[BEGIN Selected excerpt]
Day 51

February 21st, 2012: Two pounds south! 309 baby! I was the bug most of last week, but this week I’ve been the windshield.

Now I have an even 120 more lbs. to lose. It’s not an epic journey to the whole world, but it is to me. This, I think, is the hardest personal challenge I’ve ever undertaken. It’s not really an acute, one time, get-it-done-get-it-over with pain, but more of a chronic, always on the mind thing. I haven’t done many of those things before. In my mind I have marked it off as the most epic journey in history, but I need to make it small again, so it seems manageable. In order to do this, I’ll compare it to some real historical accomplishments and journeys. Certainly nowhere near exhaustive – it’s just what I came up with off the top of my head. Feel free to drum up some more for yourself.

1) If Lewis and Clark can take canoes and horses and stuff from the Missouri to the Columbia to the Pacific Ocean, I can lose 120 more lbs.

2) If the United States can send people to the moon 250,000 miles through outer space, I can lose 120 more lbs.

3) If Magellan can sail around the Earth with the equipment they had then, I can lose 120 more lbs.

4) If Sir Edmund Hillary and his Sherpa guide Tenzing Norgay can climb Mount Everest, I can lose 120 more lbs.

5) If Alexander Graham Bell can invent a frickin’ telephone, I can find a way to find the guts to lose 120 more lbs.

6) If Union Pacific and Central Pacific can build a railroad across the country, I can lose 120 more lbs.

7) The Hoover Dam. Yeah, I can lose 120 more lbs.

8) If the tortoise can beat the hare, I can lose 120 more lbs.

9) If Buster Douglas can beat Mike Tyson, I can lose 120 more lbs.

10) Insert here…there’s gotta be more examples that trivialize my weight-war.

I could go on and on and on – flight, politics, sports, society, etc. You get the picture. It is doable. You can never underestimate the power of the human spirit – especially when it appears you have no other choice.
[END Selected excerpt]
[BEGIN Data excerpts]
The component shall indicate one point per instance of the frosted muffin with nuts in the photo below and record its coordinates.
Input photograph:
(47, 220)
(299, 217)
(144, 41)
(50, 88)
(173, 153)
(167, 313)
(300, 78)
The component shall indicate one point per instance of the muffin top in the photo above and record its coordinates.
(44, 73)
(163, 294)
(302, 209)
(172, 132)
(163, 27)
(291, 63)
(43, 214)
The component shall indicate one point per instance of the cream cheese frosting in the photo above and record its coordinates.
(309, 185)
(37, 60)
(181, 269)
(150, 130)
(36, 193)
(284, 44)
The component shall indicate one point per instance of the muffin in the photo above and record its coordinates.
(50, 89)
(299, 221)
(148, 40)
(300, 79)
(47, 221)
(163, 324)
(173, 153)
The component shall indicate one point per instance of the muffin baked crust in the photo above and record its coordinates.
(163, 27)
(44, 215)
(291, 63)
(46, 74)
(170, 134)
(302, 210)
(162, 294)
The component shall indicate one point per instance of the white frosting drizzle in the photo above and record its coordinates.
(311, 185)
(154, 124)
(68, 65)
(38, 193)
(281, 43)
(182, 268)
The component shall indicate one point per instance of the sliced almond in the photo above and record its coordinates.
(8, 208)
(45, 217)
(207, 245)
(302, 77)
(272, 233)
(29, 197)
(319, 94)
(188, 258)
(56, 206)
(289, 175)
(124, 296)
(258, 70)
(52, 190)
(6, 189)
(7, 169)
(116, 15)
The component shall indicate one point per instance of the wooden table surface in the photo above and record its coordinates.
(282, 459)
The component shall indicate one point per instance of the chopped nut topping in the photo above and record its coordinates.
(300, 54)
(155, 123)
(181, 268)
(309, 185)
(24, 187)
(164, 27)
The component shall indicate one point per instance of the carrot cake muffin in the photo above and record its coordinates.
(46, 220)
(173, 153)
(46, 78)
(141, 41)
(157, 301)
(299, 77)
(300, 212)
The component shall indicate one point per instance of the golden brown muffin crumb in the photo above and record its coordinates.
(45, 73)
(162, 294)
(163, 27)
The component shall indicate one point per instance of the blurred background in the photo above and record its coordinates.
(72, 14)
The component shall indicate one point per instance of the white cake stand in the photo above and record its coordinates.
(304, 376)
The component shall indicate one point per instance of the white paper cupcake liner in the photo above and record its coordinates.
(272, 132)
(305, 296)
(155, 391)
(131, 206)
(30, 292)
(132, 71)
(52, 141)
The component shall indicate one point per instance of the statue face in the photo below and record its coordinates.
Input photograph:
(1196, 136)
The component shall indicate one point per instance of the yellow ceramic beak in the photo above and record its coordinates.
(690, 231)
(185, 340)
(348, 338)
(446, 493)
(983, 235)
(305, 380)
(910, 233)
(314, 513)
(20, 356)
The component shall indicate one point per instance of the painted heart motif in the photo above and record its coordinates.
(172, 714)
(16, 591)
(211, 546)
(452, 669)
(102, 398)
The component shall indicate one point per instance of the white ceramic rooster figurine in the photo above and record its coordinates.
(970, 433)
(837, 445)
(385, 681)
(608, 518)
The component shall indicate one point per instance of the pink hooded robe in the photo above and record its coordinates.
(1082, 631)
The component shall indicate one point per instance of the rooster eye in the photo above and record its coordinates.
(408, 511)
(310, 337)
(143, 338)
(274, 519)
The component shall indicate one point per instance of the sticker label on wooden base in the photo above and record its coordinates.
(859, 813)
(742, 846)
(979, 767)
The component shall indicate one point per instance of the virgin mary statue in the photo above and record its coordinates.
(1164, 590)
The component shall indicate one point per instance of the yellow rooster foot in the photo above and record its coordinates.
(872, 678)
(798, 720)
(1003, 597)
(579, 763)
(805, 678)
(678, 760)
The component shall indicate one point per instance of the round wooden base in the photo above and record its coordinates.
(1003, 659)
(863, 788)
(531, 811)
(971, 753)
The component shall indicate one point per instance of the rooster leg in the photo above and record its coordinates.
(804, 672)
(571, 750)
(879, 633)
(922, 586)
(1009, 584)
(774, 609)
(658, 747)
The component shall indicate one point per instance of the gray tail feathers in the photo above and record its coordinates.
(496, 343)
[END Data excerpts]
What the task requires: In one to three sentences, explain why the writer of the Day 51 entry compares the remaining weight loss to historical accomplishments and journeys. The rows were drawn from a different source than the Day 51 entry.

Reply: The writer has mentally labeled losing the remaining 120 pounds as the most epic journey in history and needs to make it feel small again so that it seems manageable. Comparing it to real historical accomplishments is the writer's way of shrinking it.